> **DO THIS**: Please print every one of the records below again, line for line, with nothing changed, left out, or added.

> **DATA FOR THIS EXERCISE**:
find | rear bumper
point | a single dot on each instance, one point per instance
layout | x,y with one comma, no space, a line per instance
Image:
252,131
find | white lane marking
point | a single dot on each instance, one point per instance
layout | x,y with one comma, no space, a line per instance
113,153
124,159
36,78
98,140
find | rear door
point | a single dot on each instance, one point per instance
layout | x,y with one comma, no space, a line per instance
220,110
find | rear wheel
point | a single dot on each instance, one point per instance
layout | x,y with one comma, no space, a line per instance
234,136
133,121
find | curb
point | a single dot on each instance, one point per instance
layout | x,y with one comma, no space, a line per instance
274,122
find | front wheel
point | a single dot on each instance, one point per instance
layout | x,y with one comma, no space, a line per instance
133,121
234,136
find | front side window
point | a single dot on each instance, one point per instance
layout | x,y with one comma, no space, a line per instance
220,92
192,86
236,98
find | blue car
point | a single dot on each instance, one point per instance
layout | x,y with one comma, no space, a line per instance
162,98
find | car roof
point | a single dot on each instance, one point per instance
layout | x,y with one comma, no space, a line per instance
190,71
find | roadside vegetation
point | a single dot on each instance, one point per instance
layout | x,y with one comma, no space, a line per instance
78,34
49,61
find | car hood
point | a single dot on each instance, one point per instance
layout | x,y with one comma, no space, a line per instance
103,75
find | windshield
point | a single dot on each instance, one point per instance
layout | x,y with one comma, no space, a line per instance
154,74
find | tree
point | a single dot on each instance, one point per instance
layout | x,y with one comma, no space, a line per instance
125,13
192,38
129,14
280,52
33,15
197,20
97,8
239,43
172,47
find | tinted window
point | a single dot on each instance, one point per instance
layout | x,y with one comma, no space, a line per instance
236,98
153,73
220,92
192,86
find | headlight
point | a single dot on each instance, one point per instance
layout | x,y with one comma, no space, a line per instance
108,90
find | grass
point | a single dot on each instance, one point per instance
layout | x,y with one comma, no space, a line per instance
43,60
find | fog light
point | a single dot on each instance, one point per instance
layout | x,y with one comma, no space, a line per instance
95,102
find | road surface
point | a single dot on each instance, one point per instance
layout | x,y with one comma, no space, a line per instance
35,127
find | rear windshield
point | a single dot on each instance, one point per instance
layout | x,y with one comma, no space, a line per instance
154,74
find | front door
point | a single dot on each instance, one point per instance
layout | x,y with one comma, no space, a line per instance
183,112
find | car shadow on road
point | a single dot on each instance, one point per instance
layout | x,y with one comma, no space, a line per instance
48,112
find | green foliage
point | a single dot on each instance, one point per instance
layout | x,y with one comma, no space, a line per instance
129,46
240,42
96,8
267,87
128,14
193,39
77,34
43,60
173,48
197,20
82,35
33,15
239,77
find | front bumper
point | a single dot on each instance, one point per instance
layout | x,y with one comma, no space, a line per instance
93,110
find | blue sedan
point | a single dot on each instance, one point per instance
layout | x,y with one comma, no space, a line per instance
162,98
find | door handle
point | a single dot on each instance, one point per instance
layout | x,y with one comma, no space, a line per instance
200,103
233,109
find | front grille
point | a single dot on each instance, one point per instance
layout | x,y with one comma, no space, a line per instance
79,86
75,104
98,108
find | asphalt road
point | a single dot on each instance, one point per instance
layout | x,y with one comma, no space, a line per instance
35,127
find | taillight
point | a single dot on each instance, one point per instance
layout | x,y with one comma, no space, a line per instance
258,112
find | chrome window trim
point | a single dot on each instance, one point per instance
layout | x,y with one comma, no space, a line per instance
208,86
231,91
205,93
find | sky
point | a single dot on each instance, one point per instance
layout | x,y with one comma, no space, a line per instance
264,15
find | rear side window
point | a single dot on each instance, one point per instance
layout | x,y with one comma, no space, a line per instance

> **OUTPUT OF THE TASK**:
find | rear bumper
point | a single dot on each instance, one point per instance
layout | x,y with one comma, no space, a line per instance
Image:
252,131
find | white lane marking
point | a single dot on each instance, one point per instance
layout | x,y with one comma, no space, a line per instance
113,153
124,159
36,78
98,140
find | rear door
point | a single dot on each instance, one point per instance
layout | x,y with one comma, no space, a line per instance
220,110
find | rear wheel
point | a single dot on each instance, one point per instance
layout | x,y with one comma, no space, a line per instance
234,136
133,121
find | curb
point | a single dot on each instance, one point per instance
layout | x,y with one comma, no space, a line per instance
274,122
find | front wheel
point | a single dot on each instance, one point per instance
layout | x,y with one comma, no space, a line per instance
133,121
234,136
find | front side window
point | a single dot on each instance, one point per instance
layout | x,y with one comma, no space, a line per instance
220,92
192,86
236,98
find | blue car
point | a single dot on each instance, one point per instance
layout | x,y with one comma, no space, a line per instance
162,98
find | car roof
point | a single dot on each instance, one point per instance
layout | x,y with one comma, no space, a line per instance
190,71
find | roadside vegetation
point | a single dot on each instance, one point per instance
layout | x,y with one comma, no space, a line per instance
78,34
49,61
find | car hood
point | a single dot on each instance, one point per instance
layout | x,y with one comma, no space, a line per instance
103,75
find | windshield
point | a single dot on each instance, one point per instance
layout | x,y with one comma, no space, a line per instance
154,74
find | tree
point | a single dot on each instance, one point per instance
layout | x,y with one comma, no space, a line per instance
125,13
192,38
129,14
280,52
33,15
197,20
97,8
239,43
172,47
find | tinted window
point | a single dot on each instance, one point per instance
layout | x,y with one comma, no space, a line per instance
236,98
153,73
220,92
192,86
find | headlight
point | a single dot on each instance, one point per instance
layout | x,y with one comma, no space, a line per instance
108,90
find | grass
point | a single dot on each instance, one point per instance
layout | x,y with one comma, no space, a line per instance
43,60
find | fog light
point | a single dot on each instance, one point per instance
layout | x,y with one comma, no space, a line per instance
95,102
find | road surface
point | a single dot on each instance, one point per instance
layout | x,y with one comma, no space, a line per instance
35,127
find | rear windshield
point | a single dot on each instance, one point per instance
layout | x,y with one comma, no space, a line per instance
154,74
find | front door
point | a single dot on each instance, one point per instance
layout | x,y with one comma, no space, a line per instance
183,112
find | car shadow on road
point | a single dot on each instance, one point per instance
layout | x,y with one comma, no space, a line per instance
48,112
find | green foliage
point | a single dot on each instance, one point per instance
layout | x,y with one comma, no space, a line per instance
129,46
240,42
96,8
267,87
128,14
193,39
77,34
43,60
173,48
197,20
82,35
33,15
239,77
find | front bumper
point | a single dot on each instance, one point per instance
layout | x,y with one comma, no space, a line per instance
93,110
find | blue sedan
point | a single dot on each instance, one point per instance
layout | x,y with one comma, no space, a line per instance
162,98
find | door handle
point | a single dot on each instance, one point per instance
layout | x,y with one comma, no space, a line per instance
200,103
233,109
find | front grille
point | a single dot on each instance, one point per instance
layout | x,y with one comma, no space, a line per instance
79,86
75,104
98,108
find | asphalt road
point | a single dot on each instance, one point per instance
layout | x,y with one comma, no space, a line per instance
35,127
find | taillight
point | a single dot on each instance, one point per instance
layout | x,y with one comma, no space, a line per instance
258,112
find | chrome window trim
point | a single dot on each instance, one point per instance
layout | x,y with one comma, no space, a line per instance
208,86
231,91
205,93
find | sky
point | a single dot on each instance, one point per instance
layout | x,y with one comma, no space, a line per instance
264,15
find | rear side window
point | a single dot on each instance, one point per instance
layout | x,y with one comma, no space, a line per instance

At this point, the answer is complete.